:: REQUEST ::
Copy the lines below verbatim, starting with the line containing "I need to verify: does the image contain any bird's wing?" and ending with the line containing "[60,317,98,373]", both included.
>> start
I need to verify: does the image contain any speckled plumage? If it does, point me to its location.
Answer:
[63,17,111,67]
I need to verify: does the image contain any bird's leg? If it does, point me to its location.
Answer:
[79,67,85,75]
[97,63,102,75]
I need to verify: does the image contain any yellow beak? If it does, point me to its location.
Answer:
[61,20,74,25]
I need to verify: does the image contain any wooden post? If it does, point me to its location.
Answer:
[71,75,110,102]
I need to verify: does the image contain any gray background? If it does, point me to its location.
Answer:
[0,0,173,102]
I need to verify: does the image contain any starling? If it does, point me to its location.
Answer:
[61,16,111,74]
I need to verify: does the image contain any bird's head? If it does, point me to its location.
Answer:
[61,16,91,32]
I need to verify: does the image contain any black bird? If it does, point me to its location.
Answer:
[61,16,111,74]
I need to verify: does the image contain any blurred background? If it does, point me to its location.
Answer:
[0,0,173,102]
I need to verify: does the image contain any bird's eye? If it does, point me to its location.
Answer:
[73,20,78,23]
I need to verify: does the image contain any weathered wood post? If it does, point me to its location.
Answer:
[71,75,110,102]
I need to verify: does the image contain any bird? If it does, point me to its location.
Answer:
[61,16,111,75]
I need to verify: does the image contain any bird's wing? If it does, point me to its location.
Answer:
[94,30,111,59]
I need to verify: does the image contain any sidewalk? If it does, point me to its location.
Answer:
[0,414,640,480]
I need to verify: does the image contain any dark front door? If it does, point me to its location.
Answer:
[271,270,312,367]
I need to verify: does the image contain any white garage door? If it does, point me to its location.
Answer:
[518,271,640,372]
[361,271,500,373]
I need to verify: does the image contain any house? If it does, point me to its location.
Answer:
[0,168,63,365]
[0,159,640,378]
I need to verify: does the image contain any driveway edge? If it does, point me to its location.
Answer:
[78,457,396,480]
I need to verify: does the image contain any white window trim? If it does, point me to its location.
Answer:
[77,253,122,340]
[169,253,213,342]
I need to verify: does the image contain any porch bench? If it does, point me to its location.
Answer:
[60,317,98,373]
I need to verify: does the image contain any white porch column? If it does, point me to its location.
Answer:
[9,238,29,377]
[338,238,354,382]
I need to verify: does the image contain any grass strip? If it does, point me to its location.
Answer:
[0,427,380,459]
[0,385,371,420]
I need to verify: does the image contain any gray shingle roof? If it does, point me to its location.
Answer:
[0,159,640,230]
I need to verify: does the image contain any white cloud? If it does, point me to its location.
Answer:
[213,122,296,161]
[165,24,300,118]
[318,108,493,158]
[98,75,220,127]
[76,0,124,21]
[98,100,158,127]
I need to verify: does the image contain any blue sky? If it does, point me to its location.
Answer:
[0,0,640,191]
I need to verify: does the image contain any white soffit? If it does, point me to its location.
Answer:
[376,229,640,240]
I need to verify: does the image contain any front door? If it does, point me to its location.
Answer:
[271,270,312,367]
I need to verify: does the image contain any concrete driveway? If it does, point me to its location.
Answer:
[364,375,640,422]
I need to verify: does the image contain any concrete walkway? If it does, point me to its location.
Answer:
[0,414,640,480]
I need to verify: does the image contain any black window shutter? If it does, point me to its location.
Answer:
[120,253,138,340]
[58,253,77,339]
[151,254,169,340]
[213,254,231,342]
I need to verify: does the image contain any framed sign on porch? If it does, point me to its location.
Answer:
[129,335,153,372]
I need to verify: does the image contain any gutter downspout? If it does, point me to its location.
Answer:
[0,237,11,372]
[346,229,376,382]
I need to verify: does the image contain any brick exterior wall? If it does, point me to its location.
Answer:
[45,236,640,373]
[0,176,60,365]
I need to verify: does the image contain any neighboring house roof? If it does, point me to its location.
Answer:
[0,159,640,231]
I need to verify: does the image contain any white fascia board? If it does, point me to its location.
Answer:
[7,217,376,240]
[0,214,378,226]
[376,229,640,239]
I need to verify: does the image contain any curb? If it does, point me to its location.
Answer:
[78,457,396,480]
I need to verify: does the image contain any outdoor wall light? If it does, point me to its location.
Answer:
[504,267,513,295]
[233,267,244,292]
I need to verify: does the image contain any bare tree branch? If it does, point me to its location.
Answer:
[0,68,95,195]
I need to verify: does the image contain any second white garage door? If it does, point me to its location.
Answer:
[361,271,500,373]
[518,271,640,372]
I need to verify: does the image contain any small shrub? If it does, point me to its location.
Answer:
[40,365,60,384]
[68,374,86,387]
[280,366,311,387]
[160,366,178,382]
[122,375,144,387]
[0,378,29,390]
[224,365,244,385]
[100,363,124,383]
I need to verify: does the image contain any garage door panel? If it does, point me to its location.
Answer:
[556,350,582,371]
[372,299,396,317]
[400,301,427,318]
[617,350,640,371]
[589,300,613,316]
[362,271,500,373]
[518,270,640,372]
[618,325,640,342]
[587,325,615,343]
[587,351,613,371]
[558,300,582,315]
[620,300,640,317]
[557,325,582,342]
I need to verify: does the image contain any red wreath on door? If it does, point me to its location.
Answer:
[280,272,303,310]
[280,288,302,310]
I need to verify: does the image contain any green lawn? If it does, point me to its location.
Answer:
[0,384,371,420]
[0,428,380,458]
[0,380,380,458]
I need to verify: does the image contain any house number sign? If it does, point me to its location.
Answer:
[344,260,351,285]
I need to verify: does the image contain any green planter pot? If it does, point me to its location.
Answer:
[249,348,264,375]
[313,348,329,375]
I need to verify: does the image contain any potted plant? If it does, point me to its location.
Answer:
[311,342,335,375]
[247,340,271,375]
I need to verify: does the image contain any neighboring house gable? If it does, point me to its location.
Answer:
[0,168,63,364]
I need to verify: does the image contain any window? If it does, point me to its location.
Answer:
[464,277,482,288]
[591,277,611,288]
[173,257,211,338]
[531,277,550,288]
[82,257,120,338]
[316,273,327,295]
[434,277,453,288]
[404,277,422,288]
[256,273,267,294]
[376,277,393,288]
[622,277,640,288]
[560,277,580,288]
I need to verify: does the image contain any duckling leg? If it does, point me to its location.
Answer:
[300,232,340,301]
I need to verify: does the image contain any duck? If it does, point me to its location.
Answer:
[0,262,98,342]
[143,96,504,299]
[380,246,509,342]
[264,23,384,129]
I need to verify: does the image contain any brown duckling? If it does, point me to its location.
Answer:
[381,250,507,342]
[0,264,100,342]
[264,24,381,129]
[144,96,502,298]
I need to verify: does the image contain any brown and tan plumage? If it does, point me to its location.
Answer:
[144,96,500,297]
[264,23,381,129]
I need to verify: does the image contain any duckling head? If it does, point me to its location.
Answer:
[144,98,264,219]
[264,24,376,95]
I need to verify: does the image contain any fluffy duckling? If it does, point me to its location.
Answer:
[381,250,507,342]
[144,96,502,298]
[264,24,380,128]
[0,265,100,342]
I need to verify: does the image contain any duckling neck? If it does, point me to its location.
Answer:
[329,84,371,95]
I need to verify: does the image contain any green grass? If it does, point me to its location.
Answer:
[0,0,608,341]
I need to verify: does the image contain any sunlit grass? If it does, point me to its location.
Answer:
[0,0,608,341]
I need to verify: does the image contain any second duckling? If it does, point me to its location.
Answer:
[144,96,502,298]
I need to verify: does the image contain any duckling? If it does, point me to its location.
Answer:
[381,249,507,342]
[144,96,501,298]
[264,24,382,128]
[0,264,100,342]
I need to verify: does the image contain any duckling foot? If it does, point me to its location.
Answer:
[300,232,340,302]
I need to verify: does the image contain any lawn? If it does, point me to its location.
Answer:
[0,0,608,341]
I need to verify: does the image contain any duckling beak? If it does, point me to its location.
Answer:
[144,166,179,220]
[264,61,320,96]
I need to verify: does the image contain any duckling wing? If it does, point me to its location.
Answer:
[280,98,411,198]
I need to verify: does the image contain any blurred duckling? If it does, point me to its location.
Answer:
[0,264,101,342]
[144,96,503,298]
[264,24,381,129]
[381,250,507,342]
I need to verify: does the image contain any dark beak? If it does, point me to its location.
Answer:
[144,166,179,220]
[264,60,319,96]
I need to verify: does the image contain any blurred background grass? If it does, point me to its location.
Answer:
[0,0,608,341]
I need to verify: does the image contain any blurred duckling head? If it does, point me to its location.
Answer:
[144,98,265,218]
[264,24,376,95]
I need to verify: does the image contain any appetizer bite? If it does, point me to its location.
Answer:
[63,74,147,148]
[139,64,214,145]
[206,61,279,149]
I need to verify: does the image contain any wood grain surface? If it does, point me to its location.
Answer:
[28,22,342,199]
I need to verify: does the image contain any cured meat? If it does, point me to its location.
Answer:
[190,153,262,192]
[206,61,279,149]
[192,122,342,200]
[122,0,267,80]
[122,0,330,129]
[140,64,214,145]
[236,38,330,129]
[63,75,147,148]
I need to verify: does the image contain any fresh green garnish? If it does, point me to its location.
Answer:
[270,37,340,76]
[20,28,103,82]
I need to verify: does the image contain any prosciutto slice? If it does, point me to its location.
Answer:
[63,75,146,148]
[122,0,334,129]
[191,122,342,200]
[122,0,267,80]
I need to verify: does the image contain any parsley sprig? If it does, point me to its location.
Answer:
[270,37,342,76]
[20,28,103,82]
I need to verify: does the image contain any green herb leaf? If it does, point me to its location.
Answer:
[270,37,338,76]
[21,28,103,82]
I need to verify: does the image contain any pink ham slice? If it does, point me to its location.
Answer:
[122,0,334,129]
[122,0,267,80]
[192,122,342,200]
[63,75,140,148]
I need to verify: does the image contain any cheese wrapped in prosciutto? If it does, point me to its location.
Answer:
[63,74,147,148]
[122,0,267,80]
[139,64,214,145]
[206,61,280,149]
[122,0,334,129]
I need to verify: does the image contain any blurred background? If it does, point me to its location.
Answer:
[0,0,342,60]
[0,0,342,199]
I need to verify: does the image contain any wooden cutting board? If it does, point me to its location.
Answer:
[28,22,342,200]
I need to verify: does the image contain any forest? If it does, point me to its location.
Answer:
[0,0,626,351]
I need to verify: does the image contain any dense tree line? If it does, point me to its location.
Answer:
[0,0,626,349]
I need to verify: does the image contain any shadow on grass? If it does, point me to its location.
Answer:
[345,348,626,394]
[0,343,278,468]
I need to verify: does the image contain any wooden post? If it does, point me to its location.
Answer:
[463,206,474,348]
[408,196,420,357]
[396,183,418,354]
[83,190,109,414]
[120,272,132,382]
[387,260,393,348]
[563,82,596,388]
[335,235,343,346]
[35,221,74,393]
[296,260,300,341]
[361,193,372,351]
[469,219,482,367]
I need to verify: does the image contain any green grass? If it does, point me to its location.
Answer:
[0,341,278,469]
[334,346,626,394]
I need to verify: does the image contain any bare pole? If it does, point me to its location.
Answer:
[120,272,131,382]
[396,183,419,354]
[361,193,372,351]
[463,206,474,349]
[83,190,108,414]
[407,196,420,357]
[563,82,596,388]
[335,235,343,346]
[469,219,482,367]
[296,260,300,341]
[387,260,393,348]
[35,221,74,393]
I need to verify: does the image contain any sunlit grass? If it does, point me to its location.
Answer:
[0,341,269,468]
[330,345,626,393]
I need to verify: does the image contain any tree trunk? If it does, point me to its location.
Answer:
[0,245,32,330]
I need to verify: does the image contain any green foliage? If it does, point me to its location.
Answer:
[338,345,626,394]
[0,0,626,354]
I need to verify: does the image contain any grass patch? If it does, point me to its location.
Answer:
>> end
:: WRITTEN RESPONSE ::
I need to verify: does the image contain any bird's wing? If it does, point me to its location.
Answer:
[94,30,111,59]
I need to verify: does the image contain any sidewalk? If it does, point me to its location.
Answer:
[0,414,640,480]
I need to verify: does the image contain any dark front door? If it does, point me to its location.
Answer:
[271,270,312,367]
I need to verify: does the image contain any white garage door? If it does, point me to its location.
Answer:
[518,271,640,372]
[361,271,500,373]
I need to verify: does the image contain any house? If it does, point me to its location.
Answer:
[0,168,63,365]
[0,159,640,378]
I need to verify: does the image contain any driveway edge? If it does, point me to its location.
Answer:
[78,457,396,480]
I need to verify: does the image contain any white window trim? If it does, point me to its location.
Answer:
[77,253,122,340]
[169,253,213,342]
I need to verify: does the image contain any porch bench? If it does, point me to its location.
Answer:
[60,317,98,373]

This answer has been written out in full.